BEGIN MATERIAL SUPPLIED
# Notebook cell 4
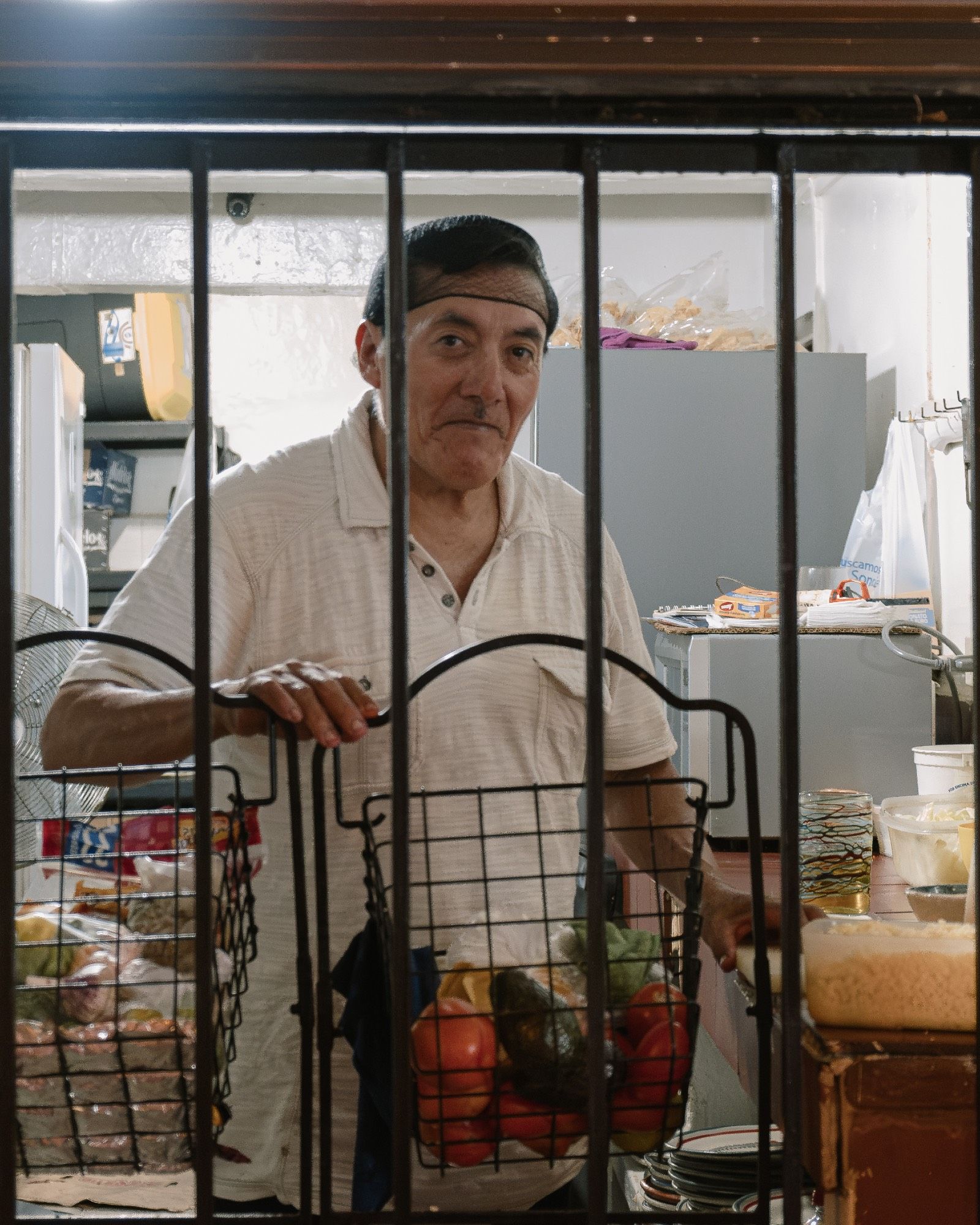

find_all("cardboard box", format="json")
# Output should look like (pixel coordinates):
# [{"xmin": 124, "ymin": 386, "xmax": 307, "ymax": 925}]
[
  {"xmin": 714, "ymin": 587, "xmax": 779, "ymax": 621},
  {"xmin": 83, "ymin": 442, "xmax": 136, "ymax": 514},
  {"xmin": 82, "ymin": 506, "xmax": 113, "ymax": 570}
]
END MATERIAL SUPPLIED
BEGIN MATERIAL SUPPLIED
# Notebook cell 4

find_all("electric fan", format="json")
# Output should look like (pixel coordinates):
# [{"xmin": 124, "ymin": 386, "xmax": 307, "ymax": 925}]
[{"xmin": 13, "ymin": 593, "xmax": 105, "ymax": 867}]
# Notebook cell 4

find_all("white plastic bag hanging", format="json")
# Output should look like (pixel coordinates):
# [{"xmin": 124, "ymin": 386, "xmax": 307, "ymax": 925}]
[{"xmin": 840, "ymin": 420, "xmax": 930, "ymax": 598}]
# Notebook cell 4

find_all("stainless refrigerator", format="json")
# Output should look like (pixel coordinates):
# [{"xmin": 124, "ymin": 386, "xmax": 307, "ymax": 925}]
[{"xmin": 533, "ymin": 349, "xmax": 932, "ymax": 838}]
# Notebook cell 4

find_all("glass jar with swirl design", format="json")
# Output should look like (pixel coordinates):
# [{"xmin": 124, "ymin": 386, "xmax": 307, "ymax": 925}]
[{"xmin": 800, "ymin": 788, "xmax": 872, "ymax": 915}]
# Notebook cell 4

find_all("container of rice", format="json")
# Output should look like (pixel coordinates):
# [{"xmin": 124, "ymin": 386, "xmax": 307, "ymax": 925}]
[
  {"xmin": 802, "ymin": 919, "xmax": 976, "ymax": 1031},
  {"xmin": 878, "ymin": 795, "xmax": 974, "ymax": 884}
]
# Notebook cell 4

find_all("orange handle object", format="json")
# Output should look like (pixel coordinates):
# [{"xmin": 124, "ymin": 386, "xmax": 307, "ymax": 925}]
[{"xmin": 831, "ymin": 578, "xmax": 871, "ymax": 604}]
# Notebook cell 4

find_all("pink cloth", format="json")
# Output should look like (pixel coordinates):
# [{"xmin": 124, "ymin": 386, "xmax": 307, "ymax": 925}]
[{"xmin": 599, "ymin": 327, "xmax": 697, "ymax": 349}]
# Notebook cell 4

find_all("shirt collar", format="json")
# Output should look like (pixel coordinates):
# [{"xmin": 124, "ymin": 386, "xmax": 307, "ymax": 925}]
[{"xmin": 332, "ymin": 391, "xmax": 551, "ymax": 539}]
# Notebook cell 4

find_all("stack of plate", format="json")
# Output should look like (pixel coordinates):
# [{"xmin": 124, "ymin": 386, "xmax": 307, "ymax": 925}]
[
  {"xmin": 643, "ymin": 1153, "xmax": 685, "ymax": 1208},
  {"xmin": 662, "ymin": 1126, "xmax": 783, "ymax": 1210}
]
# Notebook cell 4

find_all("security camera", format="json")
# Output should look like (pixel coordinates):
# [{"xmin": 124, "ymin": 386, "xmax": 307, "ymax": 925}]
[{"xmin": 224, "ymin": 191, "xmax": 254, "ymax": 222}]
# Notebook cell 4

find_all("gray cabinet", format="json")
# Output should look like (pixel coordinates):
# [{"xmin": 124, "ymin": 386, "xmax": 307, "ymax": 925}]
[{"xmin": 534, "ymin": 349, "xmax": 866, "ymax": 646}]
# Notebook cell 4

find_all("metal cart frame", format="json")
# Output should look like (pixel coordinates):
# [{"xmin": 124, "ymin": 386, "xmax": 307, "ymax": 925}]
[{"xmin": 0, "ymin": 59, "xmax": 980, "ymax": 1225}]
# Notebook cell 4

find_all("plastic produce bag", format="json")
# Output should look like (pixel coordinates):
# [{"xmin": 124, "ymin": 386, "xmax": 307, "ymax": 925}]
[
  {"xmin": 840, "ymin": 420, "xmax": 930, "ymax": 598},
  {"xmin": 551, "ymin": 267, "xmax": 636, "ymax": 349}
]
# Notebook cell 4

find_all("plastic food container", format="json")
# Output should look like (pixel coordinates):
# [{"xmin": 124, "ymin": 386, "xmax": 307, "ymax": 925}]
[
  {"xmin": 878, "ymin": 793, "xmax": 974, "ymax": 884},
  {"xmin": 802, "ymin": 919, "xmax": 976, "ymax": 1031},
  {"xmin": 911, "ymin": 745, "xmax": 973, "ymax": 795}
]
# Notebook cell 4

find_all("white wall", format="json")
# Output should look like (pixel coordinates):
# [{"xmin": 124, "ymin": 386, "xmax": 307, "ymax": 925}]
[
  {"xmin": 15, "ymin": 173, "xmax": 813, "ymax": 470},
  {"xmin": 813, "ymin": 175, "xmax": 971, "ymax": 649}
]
END MATERIAL SUPPLIED
How many lines in the listing above contain the word "white"? Reply with the number alone.

ANSWER FOR THIS EXERCISE →
2